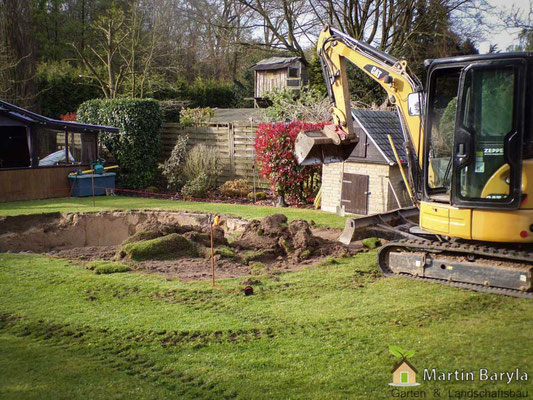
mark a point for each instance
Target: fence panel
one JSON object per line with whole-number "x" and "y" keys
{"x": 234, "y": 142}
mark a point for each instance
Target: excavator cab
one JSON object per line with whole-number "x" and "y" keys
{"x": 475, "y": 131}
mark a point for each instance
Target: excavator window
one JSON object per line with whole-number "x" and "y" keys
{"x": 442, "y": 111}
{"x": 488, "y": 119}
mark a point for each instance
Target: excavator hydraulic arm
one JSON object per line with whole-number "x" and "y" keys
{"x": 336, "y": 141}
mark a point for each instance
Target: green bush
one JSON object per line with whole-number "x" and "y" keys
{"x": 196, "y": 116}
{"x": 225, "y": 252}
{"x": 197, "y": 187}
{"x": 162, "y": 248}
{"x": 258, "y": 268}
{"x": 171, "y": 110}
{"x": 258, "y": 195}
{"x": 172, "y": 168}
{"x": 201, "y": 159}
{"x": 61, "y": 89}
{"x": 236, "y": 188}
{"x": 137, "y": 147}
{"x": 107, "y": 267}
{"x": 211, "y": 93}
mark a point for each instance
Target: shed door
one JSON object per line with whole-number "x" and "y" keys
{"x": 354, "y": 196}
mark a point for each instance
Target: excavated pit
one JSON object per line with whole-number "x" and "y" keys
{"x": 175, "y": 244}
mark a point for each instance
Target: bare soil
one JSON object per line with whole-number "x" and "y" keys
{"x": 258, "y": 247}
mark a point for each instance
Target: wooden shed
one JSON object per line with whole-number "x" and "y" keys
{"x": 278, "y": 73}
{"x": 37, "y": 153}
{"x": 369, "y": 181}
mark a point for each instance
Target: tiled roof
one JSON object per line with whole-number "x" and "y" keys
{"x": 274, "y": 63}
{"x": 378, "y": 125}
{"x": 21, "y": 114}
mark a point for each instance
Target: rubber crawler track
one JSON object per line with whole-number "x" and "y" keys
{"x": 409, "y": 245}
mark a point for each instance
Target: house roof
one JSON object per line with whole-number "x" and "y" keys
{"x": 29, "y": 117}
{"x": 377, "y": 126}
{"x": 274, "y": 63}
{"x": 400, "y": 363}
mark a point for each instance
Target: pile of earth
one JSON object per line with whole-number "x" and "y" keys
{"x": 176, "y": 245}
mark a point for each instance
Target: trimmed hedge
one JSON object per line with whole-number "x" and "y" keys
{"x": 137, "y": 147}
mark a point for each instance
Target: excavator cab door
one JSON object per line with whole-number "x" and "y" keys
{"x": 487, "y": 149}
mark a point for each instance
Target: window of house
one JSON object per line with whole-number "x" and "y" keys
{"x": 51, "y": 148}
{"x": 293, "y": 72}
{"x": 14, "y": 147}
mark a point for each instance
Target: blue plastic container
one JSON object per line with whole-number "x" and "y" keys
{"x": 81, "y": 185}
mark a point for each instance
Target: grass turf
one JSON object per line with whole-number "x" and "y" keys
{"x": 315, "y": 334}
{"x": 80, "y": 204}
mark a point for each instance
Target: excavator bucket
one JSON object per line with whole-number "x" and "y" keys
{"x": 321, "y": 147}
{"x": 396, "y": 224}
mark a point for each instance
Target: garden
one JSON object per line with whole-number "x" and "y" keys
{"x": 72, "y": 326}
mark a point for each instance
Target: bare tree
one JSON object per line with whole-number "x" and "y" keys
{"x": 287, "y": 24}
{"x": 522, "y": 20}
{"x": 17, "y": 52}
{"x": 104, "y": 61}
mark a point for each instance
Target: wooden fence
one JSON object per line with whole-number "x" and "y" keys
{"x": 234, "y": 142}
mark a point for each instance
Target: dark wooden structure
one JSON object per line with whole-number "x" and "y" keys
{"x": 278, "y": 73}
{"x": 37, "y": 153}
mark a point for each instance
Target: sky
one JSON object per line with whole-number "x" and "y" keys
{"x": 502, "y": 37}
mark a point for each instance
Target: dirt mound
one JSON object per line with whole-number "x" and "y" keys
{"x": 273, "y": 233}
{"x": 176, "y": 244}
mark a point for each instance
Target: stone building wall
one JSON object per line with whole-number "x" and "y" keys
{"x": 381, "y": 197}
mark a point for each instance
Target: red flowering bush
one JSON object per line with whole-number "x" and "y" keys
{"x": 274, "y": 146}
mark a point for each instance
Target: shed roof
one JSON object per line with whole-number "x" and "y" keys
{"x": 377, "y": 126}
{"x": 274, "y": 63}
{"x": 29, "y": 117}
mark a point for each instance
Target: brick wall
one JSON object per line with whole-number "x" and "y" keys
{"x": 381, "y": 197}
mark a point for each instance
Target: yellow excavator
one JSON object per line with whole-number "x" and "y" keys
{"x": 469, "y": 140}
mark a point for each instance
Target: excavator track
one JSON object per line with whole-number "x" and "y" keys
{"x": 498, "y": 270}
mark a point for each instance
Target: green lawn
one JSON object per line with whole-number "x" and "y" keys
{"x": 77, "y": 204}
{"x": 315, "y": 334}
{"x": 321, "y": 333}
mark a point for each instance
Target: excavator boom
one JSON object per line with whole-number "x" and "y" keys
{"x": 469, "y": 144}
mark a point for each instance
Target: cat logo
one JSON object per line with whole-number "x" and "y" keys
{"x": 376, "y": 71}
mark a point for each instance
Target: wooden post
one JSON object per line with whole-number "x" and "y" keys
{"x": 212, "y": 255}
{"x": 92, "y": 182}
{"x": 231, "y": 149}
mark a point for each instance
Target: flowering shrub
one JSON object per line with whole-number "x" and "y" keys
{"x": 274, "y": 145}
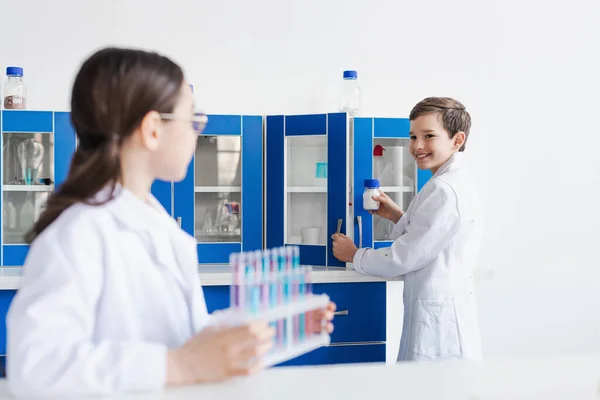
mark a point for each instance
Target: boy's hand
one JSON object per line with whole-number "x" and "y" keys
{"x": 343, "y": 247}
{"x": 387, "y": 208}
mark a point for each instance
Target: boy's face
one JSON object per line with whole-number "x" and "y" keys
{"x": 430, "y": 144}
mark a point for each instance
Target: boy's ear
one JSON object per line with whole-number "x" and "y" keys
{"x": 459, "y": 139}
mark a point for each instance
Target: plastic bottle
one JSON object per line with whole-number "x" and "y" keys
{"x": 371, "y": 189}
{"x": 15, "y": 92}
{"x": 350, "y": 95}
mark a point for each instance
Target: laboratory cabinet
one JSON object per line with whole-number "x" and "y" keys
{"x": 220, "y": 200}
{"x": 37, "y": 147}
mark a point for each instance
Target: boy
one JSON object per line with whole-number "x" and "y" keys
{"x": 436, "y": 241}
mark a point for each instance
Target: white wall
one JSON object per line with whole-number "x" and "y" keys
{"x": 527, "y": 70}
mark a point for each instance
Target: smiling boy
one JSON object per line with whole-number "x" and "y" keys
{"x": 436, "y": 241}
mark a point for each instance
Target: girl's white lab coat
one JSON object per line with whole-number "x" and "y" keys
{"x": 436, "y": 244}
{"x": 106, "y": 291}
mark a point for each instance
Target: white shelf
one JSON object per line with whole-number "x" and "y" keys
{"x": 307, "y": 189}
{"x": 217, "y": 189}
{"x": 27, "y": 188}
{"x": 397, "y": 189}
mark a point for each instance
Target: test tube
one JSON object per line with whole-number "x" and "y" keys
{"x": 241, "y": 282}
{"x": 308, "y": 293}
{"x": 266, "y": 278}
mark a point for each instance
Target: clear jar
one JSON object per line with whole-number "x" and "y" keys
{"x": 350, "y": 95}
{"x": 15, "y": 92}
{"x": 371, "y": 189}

==========

From start to finish, output the listing exactly, but omit its pictures.

--- Solved exercise ---
mark a point for each instance
Target: fence panel
one JSON object per line with whole-number "x" and "y" keys
{"x": 234, "y": 142}
mark a point for each instance
Target: excavator cab
one JSON object per line with whole-number "x" and "y" keys
{"x": 475, "y": 131}
mark a point for each instance
Target: excavator window
one JSON object per line with whole-number "x" and "y" keys
{"x": 442, "y": 111}
{"x": 488, "y": 119}
mark a point for each instance
Target: excavator hydraulic arm
one JSON object per line with whole-number "x" and "y" keys
{"x": 336, "y": 141}
mark a point for each instance
Target: green bush
one JSON object per line with whole-number "x" and "y" keys
{"x": 196, "y": 116}
{"x": 225, "y": 252}
{"x": 197, "y": 187}
{"x": 162, "y": 248}
{"x": 258, "y": 268}
{"x": 171, "y": 110}
{"x": 258, "y": 195}
{"x": 172, "y": 168}
{"x": 201, "y": 159}
{"x": 61, "y": 89}
{"x": 236, "y": 188}
{"x": 137, "y": 147}
{"x": 107, "y": 267}
{"x": 211, "y": 93}
mark a point for each instance
Target: shed door
one JSON object per line with whole-number "x" and "y" keys
{"x": 354, "y": 196}
mark a point for each instance
Target: excavated pit
one JSON object per line with whole-number "x" and "y" keys
{"x": 175, "y": 244}
mark a point for each instance
Target: bare soil
one JSON object per line with whole-number "x" and "y" keys
{"x": 258, "y": 247}
mark a point for each instance
Target: wooden shed
one JSON object per line with whole-number "x" and "y" keys
{"x": 278, "y": 73}
{"x": 37, "y": 153}
{"x": 369, "y": 181}
mark a point for each instance
Target: tiled roof
one JSON object per line with whole-number "x" and "y" keys
{"x": 274, "y": 63}
{"x": 378, "y": 125}
{"x": 21, "y": 114}
mark a point for each instance
Target: rubber crawler track
one JSON object per line with whole-number "x" and "y" keys
{"x": 409, "y": 245}
mark a point for each instance
Target: house roof
one JSON object per line with whole-number "x" and "y" keys
{"x": 29, "y": 117}
{"x": 377, "y": 126}
{"x": 274, "y": 63}
{"x": 400, "y": 363}
mark a point for each instance
Target: pile of earth
one JSON object per line with whole-number "x" and "y" keys
{"x": 176, "y": 245}
mark a point for each instance
Target: trimmed hedge
one JSON object per line with whole-number "x" and "y" keys
{"x": 137, "y": 147}
mark a point for each instance
Target: excavator cab door
one JSON object per line with whole-number "x" and "y" keys
{"x": 487, "y": 149}
mark a point for each instance
Target: window of house
one JSON object per line with whole-number "x" and "y" keys
{"x": 51, "y": 148}
{"x": 293, "y": 72}
{"x": 14, "y": 147}
mark a point for each instance
Target: blue plastic container
one JSON object per line with whole-number "x" and "y" keys
{"x": 81, "y": 185}
mark a point for each instance
Target: grass turf
one JSON object per line with whole-number "x" and "y" keys
{"x": 315, "y": 334}
{"x": 80, "y": 204}
mark a point for each instance
Target: excavator bucket
one JSON object per line with whole-number "x" and "y" keys
{"x": 321, "y": 147}
{"x": 396, "y": 224}
mark a point for each instance
Target: garden
one JSON object per line with whole-number "x" and "y" keys
{"x": 72, "y": 326}
mark a point for each instance
Target: bare tree
one JSON object per line with whole-number "x" and "y" keys
{"x": 287, "y": 24}
{"x": 522, "y": 20}
{"x": 17, "y": 52}
{"x": 104, "y": 61}
mark a point for each instance
Target: wooden fence
one JSON object per line with whole-number "x" and "y" keys
{"x": 234, "y": 142}
mark a point for each instance
Target: dark wooden structure
one JSON object per line with whole-number "x" and "y" keys
{"x": 278, "y": 73}
{"x": 37, "y": 153}
mark a point for each instance
Target: sky
one JSON object per line with whole-number "x" and "y" keys
{"x": 502, "y": 37}
mark a point for each instance
Target: dirt mound
one JSON object per line with whole-number "x" and "y" keys
{"x": 273, "y": 233}
{"x": 176, "y": 244}
mark a point for each instance
Target: stone building wall
one JSON object per line with whole-number "x" and "y" keys
{"x": 381, "y": 197}
mark a point for each instance
Target: red flowering bush
one JSON object per line with whole-number "x" and "y" keys
{"x": 274, "y": 146}
mark a point for each instance
Target: shed roof
one JSON object per line with whole-number "x" and "y" keys
{"x": 377, "y": 126}
{"x": 274, "y": 63}
{"x": 29, "y": 117}
mark a point for each instance
Target: brick wall
one JSON object per line with whole-number "x" and "y" keys
{"x": 381, "y": 197}
mark a point for each instance
Target: yellow excavator
one JSON object per line with whole-number "x" and "y" keys
{"x": 469, "y": 140}
mark a point for each instance
Target: excavator track
one JSON object per line with whole-number "x" and "y" keys
{"x": 498, "y": 270}
mark a point for each instance
Target: green lawn
one JSON object per line with whole-number "x" and "y" keys
{"x": 77, "y": 204}
{"x": 315, "y": 334}
{"x": 321, "y": 333}
mark a point for each instance
Target: excavator boom
one JSON object per line with whole-number "x" and "y" keys
{"x": 469, "y": 144}
mark a point for each instance
Target: cat logo
one JSON object per line with whole-number "x" and "y" keys
{"x": 376, "y": 71}
mark a point for each instance
Target: wooden post
one JSON object per line with whole-number "x" and "y" keys
{"x": 212, "y": 255}
{"x": 92, "y": 182}
{"x": 231, "y": 149}
mark a point for each instance
Target: flowering shrub
one JSON object per line with whole-number "x" and "y" keys
{"x": 274, "y": 145}
mark a point for each instance
Target: boy's hand
one JSON object per line with whole-number "x" and "y" keys
{"x": 343, "y": 247}
{"x": 387, "y": 208}
mark a point for each instance
Target: boy's face
one JSON object per line with whole-number "x" and "y" keys
{"x": 430, "y": 144}
mark a point for each instance
Target: boy's ear
one JSON object per line with whole-number "x" and "y" keys
{"x": 459, "y": 139}
mark a point for each instance
Target: plastic bottle
one JSON object per line with whole-number "x" and "y" keys
{"x": 371, "y": 189}
{"x": 15, "y": 92}
{"x": 350, "y": 95}
mark a point for each instance
Target: laboratory cabinet
one JSON object per line with whole-number "x" and "y" keys
{"x": 220, "y": 200}
{"x": 37, "y": 147}
mark a point for each instance
Target: boy
one JSON object per line with whole-number "x" and "y" keys
{"x": 436, "y": 241}
mark a point for each instance
Target: white wall
one JSON object per line with whole-number "x" and "y" keys
{"x": 527, "y": 70}
mark a point for each instance
Target: smiling boy
one JSON object per line with whole-number "x" and "y" keys
{"x": 436, "y": 241}
mark a point for each instance
Target: girl's white lab coat
one JSON object per line with whole-number "x" and "y" keys
{"x": 436, "y": 244}
{"x": 106, "y": 291}
mark a point for each instance
Target: white shelf
one JSON object per line with whole-number "x" and "y" keys
{"x": 307, "y": 189}
{"x": 217, "y": 189}
{"x": 27, "y": 188}
{"x": 397, "y": 189}
mark a point for each instance
Target: test tube
one JSON object per line with whole-number "x" and "y" keys
{"x": 241, "y": 282}
{"x": 308, "y": 293}
{"x": 266, "y": 278}
mark a point for each instance
Target: clear jar
one JSON object per line with whole-number "x" and "y" keys
{"x": 350, "y": 95}
{"x": 15, "y": 92}
{"x": 371, "y": 189}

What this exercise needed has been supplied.